### Direction 1
In the news report on the Trump impeachment trial, how many Republicans do Democrats need to join them to win the vote on witnesses?
### Direction 2
Continue the news report on Murkowski and the Trump impeachment trial, picking up after its final sentence.

### Extract provided

Democratic witness bid seems doomed in Trump trial as Murkowski says no


WASHINGTON (Reuters) – Another pivotal Republican announced opposition on Friday to calling witnesses in President Donald Trump’s U.S. Senate impeachment trial, appearing to doom a bid by Democrats to permit testimony and paving the way for his expected acquittal.

Senator Lisa Murkowski said she carefully considered the need for witnesses and documents in the trial that will determine whether Trump is removed from office, but ultimately decided against it. A vote on allowing witnesses, such as former national security adviser John Bolton, is due later in the day.

Trump’s fellow Republicans so far have blocked witnesses and new evidence, and have tried to expedite the process to secure a quick acquittal. Democrats, who called a trial without witnesses a sham, need four Republicans to join them to win a vote on the issue. Two of the 53 Republicans in the 100-seat Senate, moderates Mitt Romney and Susan Collins, have come out in favour.

Murkowski said in a statement that the charges of abuse of power and obstruction of Congress brought against Trump by the Democratic-led House of Representatives on Dec. 18 were rushed and flawed.

### Provided material
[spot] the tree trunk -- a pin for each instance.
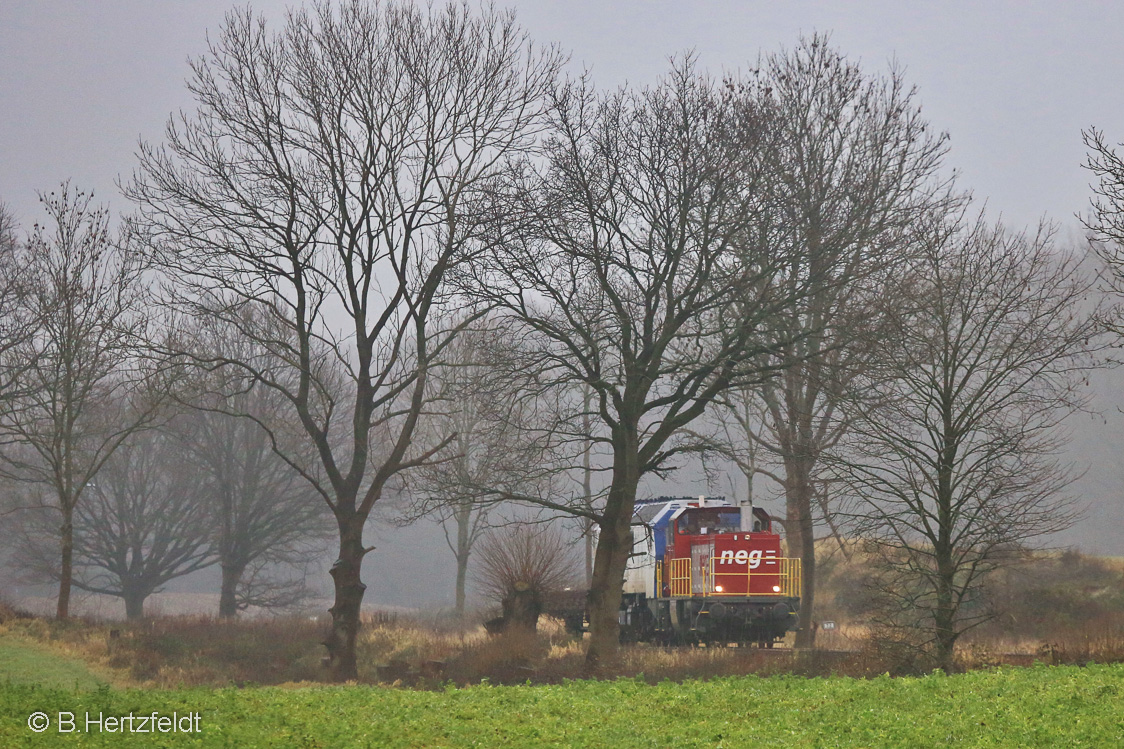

### Reply 1
Four.

### Reply 2
“Given the partisan nature of this impeachment from the very beginning and throughout, I have come to the conclusion that there will be no fair trial in the Senate. I don’t believe the continuation of this process will change anything. It is sad for me to admit that, as an institution, the Congress has failed,” Murkowski said.

The timing of a final vote on whether to convict or acquit was unclear. Republican senators had said it could come late on Friday or on Saturday. But some senators said on Friday the final vote may be held next week, as late as Wednesday.

Patty Murray, a member of the Senate Democratic leadership, told reporters that “all signs point to a rushed acquittal of an impeached president.”

The Senate resumed the proceedings on Friday with the House Democrats who are serving as prosecutors making a final pitch for witnesses.

Adam Schiff, the lead Democratic prosecutor, said the Senate will be voting just hours after the New York Times reported new details from Bolton’s unpublished book manuscript in which the former aide said Trump directed him in May to help in a pressure campaign to get Ukraine to pursue investigations that would benefit Trump politically.

Schiff noted that Trump denied Bolton’s account.

“So here you have the president saying John Bolton is not telling the truth. Let’s find out,” Schiff told the Senate. “Let’s put John Bolton under oath. Let’s find out who’s telling the truth. A trial is supposed to be a quest for the truth. Let’s not fear what we will learn.”

A two-thirds Senate majority is required to remove Trump. No Republicans have yet indicated they will vote to convict.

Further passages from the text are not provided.